## What to do:
Check each line of the listing for the string "small". Copy those where it appears.

★ ★ ★ ★ ★

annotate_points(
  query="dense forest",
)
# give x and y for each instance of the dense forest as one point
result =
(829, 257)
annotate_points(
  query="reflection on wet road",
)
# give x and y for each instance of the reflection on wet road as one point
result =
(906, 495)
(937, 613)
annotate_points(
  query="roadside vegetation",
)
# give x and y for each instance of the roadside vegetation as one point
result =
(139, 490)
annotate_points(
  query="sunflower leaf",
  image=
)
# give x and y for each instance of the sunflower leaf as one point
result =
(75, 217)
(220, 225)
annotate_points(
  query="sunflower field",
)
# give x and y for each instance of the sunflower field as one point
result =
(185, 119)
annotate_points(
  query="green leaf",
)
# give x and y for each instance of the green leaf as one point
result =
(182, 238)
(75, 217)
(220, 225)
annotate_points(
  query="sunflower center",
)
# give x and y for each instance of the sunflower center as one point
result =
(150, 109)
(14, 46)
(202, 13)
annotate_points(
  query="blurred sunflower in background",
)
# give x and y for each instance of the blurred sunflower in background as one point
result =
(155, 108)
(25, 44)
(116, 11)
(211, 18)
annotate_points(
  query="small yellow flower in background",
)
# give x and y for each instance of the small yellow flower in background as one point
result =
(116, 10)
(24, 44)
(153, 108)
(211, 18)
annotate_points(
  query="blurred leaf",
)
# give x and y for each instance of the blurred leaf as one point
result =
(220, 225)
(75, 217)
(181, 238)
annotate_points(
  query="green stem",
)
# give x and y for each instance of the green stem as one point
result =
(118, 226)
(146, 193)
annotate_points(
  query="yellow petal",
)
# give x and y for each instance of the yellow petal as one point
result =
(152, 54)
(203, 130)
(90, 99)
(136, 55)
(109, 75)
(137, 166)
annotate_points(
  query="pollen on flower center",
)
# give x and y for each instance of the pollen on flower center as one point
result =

★ ★ ★ ★ ★

## Response area:
  query="small yellow flower in background",
# give x and y for each instance of the small yellow flower in background as one point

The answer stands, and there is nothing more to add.